**DATA FOR THE TASK:**
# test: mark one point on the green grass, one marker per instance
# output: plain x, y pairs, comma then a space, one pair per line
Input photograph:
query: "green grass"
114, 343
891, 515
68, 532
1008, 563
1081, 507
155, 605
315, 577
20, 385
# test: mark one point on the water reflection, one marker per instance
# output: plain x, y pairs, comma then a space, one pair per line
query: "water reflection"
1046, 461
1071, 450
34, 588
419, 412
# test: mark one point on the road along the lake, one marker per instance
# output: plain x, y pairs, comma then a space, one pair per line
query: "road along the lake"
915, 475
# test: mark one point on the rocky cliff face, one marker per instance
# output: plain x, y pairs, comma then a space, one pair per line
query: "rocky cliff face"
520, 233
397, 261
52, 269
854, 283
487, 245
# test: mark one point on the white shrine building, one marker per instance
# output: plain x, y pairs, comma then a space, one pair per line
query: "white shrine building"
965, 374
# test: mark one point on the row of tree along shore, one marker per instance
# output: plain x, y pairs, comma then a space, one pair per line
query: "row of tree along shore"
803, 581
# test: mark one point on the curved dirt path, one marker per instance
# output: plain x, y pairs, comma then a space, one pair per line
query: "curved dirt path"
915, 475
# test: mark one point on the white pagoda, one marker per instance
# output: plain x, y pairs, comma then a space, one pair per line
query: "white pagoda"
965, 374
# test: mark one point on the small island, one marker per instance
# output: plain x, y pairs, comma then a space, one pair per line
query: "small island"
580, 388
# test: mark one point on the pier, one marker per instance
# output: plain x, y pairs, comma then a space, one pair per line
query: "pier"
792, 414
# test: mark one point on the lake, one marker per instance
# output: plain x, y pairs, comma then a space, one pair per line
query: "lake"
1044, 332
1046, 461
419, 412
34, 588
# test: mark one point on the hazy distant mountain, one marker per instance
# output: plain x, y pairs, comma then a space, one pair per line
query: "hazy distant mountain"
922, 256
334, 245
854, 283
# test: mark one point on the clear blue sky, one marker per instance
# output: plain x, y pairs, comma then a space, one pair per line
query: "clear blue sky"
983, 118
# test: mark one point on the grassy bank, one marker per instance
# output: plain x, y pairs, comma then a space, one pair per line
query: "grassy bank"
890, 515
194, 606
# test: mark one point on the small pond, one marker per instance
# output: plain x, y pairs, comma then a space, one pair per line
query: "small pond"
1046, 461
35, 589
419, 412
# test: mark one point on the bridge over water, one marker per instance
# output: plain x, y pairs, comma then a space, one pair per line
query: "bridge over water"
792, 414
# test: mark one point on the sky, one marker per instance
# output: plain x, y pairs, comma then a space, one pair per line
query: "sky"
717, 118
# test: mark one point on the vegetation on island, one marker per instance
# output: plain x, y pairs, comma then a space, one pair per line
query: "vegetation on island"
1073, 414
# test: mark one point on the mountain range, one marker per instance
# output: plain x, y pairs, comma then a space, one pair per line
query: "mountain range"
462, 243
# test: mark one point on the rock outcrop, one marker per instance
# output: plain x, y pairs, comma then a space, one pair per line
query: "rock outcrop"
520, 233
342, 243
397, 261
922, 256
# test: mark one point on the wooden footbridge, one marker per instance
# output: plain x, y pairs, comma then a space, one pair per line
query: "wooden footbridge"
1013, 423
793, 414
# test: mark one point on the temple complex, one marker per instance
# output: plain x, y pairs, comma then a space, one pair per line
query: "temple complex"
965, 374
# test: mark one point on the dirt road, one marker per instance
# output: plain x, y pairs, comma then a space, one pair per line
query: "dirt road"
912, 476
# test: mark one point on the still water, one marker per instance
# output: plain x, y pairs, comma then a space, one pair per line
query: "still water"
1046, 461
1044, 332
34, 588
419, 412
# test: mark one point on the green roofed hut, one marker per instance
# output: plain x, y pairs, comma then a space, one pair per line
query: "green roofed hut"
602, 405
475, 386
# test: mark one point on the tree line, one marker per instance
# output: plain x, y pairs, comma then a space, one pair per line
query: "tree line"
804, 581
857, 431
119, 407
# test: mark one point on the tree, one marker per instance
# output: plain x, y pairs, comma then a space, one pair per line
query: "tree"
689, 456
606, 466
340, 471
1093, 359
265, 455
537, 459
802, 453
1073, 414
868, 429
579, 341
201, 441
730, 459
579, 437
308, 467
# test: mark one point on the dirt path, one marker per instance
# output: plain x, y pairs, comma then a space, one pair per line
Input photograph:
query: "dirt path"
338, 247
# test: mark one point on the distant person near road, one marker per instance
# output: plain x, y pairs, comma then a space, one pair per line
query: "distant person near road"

**EXERCISE DESCRIPTION:** Your reply should contain every entry, repeated exactly.

**EXERCISE OUTPUT:**
# test: mark one point on the green grass, one marker per instance
# output: plain x, y pairs, comma then a space, one pair per line
Input photograph:
query: "green grass"
114, 343
891, 515
68, 532
1008, 563
1081, 507
155, 605
315, 577
20, 385
# test: mark one point on the water reflection, one marker per instance
# output: plain x, y pairs, comma then a space, one pair per line
query: "water reflection"
1046, 461
1071, 450
34, 588
419, 412
# test: mark one point on the road along the lake, one marker per instance
# output: plain x, y pairs, comma then a space, one pair per line
query: "road along the lake"
915, 475
# test: mark one point on the rocky cliff face, one marker per instance
# output: plain x, y pairs, comma then a space, one pair per line
query: "rocky cliff face"
520, 233
397, 261
52, 269
854, 283
487, 245
# test: mark one point on the white shrine building, one marker per instance
# output: plain x, y pairs, comma then a space, one pair per line
query: "white shrine building"
965, 374
# test: mark one point on the row of tree along shore, one marker per instance
# output: plain x, y pairs, comma then a space, one pair per line
query: "row of tree along shore"
803, 581
# test: mark one point on the curved dirt path, one marker per instance
# output: plain x, y pairs, comma then a space, one pair per line
query: "curved dirt path"
915, 475
# test: mark one point on the white pagoda, one marker per instance
# output: plain x, y pairs, comma then a space, one pair per line
query: "white pagoda"
965, 374
# test: mark one point on the small island, one marker per instance
# output: plain x, y pairs, comma then a space, one pair per line
query: "small island"
580, 388
# test: mark one point on the pier, one marker per instance
# output: plain x, y pairs, comma then a space, one pair per line
query: "pier"
792, 414
# test: mark one point on the lake, one marker per instance
# output: plain x, y pairs, comma then a space, one pair per line
query: "lake"
1044, 332
1046, 461
419, 412
34, 588
# test: mark one point on the hazy distant mountain, one marker per instance
# output: plain x, y pairs, comma then a space, one pair per line
query: "hazy distant mountain"
922, 256
334, 245
854, 283
# test: mark one point on the clear blue sky, one marker per instance
# output: plain x, y pairs, comma then a space, one pair per line
query: "clear blue sky"
983, 118
# test: mark one point on the grassy bank, one marker per instance
# output: plain x, y pairs, comma then a space, one pair per line
query: "grassy bank"
890, 515
194, 606
# test: mark one point on the small pond, one marker per instance
# output: plain x, y pairs, comma then a space, one pair per line
query: "small pond"
1046, 461
35, 589
419, 412
# test: mark one point on the bridge over water, one marker per instance
# output: plain x, y pairs, comma then a space, one pair per line
query: "bridge over water"
792, 414
# test: mark one point on the sky, one marker per instance
# output: plain x, y pairs, comma then a space, one pair per line
query: "sky"
717, 118
# test: mark one point on the vegetation on island, one marker per instance
# output: plain x, y pairs, comma then a space, one pair per line
query: "vegetation on island"
1073, 414
# test: mark one point on the mountain range, one marker per instance
# output: plain x, y pairs, comma then a space, one pair per line
query: "mountain range"
462, 243
# test: mark one point on the rock outcrop, one marker per instance
# output: plain x, y pairs, comma then a space, one pair per line
query: "rock outcrop"
520, 233
342, 243
397, 261
922, 256
# test: mark one point on the wooden footbridge, one marker per instance
# output: plain x, y pairs, comma then a space, one pair per line
query: "wooden footbridge"
1013, 423
793, 414
# test: mark one point on the temple complex, one marker per instance
# output: plain x, y pairs, comma then a space, one pair per line
query: "temple complex"
965, 374
# test: mark one point on the dirt road, one marker per instance
# output: plain x, y pairs, comma then a space, one pair per line
query: "dirt road"
912, 476
# test: mark one point on the still water, one marker per instance
# output: plain x, y pairs, comma then a space, one pair per line
query: "still water"
1046, 461
1044, 332
34, 588
419, 412
# test: mark one point on the green roofed hut, one marker per instance
# output: plain x, y pairs, comma then a space, one pair per line
query: "green roofed hut"
602, 405
475, 386
# test: mark one point on the tree line, one marker per instance
# output: plain x, y pairs, comma then a space, one pair per line
query: "tree line"
804, 581
857, 431
119, 407
# test: mark one point on the tree, one marker per instance
# output: plain x, y pairs, comma then a space, one pair per line
query: "tree"
689, 456
606, 466
340, 471
1093, 359
265, 455
537, 459
802, 453
1073, 414
868, 429
579, 341
201, 441
730, 459
579, 437
308, 467
# test: mark one point on the dirt path, one marker per instance
# output: plain x, y pairs, comma then a space, one pair per line
Input photograph:
query: "dirt path"
338, 247
# test: mark one point on the distant person near road, one marker per instance
# output: plain x, y pairs, comma then a space, one pair per line
query: "distant person near road"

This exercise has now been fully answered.